WORK REQUEST: Where a line of the records contains the word "stone", show that line.
***** SOURCE DATA
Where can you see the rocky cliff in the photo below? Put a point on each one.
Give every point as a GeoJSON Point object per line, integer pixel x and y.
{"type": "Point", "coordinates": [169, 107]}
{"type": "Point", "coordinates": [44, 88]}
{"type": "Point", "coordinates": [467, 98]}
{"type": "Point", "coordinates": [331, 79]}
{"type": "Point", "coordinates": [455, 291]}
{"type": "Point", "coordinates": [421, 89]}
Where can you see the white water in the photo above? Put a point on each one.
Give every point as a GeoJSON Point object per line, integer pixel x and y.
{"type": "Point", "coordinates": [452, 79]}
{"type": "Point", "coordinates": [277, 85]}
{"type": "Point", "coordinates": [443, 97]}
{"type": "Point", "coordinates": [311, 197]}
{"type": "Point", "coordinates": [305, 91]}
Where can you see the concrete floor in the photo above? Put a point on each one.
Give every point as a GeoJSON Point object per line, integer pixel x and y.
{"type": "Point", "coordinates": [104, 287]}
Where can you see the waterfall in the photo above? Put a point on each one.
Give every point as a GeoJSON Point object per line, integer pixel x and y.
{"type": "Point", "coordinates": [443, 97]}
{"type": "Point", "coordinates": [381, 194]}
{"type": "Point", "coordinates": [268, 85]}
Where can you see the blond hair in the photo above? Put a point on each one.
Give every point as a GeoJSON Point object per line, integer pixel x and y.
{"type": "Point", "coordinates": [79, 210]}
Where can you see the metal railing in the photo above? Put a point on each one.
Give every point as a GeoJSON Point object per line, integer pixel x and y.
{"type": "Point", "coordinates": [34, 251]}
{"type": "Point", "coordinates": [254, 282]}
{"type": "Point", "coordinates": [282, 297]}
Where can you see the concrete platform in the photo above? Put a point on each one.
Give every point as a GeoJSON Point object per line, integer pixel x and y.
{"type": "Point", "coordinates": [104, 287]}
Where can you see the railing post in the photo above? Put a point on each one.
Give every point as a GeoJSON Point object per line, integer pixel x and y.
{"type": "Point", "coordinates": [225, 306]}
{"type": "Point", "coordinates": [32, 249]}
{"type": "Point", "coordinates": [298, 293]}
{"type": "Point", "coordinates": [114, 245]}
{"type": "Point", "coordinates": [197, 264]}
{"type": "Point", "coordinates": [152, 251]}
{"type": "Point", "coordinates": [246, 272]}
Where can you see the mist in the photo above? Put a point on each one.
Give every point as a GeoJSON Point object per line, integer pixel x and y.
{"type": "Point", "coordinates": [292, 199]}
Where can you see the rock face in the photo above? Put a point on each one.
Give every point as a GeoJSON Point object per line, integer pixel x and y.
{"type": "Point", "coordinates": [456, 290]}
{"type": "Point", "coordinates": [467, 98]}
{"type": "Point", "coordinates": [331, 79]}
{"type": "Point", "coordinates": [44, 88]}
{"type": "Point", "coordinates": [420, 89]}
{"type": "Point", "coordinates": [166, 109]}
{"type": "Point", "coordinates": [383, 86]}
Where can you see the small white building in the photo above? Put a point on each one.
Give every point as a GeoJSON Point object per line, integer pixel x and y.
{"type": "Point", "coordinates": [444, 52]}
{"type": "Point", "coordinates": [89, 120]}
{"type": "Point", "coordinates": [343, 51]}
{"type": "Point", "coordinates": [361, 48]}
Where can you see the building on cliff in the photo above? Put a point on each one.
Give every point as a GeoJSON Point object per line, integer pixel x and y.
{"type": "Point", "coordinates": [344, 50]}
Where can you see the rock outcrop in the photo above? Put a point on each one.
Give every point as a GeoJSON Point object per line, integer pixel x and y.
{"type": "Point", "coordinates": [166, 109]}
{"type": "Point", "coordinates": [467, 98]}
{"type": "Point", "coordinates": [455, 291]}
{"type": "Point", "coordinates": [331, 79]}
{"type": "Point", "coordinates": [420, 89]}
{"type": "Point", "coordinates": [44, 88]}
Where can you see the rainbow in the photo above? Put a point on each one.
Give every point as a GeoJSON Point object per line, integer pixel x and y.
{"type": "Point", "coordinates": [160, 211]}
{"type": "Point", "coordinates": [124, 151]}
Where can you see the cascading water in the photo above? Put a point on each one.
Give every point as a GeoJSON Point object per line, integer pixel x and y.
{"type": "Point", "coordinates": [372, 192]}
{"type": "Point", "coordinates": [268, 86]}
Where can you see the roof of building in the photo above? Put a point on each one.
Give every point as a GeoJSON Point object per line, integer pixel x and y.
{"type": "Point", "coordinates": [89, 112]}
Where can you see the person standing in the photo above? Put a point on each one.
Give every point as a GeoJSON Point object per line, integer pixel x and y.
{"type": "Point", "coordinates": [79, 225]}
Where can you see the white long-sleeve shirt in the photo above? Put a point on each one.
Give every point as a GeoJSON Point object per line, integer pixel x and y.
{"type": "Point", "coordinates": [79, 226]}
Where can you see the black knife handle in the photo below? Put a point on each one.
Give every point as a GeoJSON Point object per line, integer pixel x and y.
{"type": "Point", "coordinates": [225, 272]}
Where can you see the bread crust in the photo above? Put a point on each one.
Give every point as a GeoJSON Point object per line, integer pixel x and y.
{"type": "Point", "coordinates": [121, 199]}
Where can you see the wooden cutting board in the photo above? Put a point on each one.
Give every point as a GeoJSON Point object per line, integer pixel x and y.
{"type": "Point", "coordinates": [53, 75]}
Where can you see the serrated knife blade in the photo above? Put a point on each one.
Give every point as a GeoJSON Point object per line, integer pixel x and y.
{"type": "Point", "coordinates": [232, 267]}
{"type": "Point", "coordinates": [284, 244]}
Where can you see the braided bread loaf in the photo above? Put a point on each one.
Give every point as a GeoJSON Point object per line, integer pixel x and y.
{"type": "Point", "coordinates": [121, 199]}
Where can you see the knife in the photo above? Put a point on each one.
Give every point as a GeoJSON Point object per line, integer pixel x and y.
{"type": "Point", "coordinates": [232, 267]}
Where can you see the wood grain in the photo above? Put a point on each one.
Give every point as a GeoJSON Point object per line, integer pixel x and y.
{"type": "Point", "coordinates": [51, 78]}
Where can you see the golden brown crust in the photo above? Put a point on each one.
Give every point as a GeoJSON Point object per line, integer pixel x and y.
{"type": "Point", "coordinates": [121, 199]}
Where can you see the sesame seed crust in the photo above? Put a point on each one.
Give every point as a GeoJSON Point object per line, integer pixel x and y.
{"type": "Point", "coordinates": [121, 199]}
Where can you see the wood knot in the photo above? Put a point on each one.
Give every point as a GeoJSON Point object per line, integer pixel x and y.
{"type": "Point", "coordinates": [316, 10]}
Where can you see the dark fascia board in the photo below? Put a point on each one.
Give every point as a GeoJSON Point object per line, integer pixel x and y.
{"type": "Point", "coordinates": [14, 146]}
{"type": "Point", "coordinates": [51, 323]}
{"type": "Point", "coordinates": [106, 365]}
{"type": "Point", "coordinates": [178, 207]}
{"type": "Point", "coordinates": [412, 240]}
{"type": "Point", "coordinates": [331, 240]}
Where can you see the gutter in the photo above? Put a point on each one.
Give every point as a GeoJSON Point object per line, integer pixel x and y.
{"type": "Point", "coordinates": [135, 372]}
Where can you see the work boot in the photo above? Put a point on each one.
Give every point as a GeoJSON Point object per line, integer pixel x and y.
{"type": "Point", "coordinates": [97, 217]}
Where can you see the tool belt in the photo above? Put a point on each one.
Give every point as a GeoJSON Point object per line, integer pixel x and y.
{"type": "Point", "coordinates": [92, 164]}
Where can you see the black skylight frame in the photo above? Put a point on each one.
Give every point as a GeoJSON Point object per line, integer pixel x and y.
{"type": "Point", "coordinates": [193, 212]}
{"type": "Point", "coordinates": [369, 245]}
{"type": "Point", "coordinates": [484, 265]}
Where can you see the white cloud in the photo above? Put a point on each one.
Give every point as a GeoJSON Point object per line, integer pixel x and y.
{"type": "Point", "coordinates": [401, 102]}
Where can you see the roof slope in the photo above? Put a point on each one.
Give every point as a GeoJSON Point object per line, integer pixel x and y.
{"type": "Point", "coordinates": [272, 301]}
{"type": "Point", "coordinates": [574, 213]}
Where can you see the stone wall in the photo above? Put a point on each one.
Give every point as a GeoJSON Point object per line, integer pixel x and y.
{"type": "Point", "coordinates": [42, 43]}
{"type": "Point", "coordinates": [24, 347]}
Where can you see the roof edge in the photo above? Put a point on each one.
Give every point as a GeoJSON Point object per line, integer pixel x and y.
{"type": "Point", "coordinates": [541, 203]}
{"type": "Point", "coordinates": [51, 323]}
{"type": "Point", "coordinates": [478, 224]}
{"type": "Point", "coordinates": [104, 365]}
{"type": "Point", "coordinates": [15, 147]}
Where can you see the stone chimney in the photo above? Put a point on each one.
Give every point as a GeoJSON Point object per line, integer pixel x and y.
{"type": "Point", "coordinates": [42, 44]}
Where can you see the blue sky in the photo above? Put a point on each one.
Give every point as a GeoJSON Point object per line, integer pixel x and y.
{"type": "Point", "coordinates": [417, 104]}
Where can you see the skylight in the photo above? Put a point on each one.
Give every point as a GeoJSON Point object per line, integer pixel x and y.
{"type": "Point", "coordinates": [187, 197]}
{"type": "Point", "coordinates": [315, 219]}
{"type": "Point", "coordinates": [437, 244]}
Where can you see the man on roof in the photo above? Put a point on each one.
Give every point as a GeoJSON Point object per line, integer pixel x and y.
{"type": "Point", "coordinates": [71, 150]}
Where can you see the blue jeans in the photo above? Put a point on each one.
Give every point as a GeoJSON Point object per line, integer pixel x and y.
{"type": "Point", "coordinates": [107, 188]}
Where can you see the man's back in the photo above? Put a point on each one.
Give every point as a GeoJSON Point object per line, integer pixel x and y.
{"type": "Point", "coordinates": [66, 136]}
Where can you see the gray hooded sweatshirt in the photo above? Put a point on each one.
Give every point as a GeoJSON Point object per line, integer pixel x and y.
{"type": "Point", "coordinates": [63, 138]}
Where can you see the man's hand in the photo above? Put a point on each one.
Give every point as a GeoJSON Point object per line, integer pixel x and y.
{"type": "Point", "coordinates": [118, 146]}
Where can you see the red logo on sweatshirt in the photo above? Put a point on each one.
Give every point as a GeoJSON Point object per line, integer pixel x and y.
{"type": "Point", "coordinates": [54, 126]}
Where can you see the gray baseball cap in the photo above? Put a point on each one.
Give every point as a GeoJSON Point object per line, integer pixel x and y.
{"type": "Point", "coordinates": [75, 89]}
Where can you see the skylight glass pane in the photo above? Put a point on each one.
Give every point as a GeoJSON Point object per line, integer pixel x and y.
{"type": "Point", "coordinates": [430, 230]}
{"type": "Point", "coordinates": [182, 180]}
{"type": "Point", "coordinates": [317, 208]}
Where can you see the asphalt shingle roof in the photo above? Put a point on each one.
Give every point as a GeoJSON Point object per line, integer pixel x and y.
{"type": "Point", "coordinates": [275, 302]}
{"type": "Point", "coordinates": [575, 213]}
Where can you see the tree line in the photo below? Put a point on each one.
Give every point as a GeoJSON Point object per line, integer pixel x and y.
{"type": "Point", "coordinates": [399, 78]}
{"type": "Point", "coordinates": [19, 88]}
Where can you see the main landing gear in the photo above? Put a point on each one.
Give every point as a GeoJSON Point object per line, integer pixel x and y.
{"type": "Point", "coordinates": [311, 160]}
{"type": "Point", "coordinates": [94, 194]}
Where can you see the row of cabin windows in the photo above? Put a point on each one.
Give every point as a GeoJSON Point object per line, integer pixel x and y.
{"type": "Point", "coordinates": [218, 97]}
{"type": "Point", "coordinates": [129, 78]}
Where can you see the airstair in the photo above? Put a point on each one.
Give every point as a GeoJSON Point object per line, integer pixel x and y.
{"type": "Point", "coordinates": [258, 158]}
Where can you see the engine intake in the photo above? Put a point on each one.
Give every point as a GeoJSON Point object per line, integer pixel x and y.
**********
EXERCISE RESULT:
Where can you see the stone wall in the photo above? Put a point on each one.
Where can you see the stone chimney in the photo above? Put a point on each one.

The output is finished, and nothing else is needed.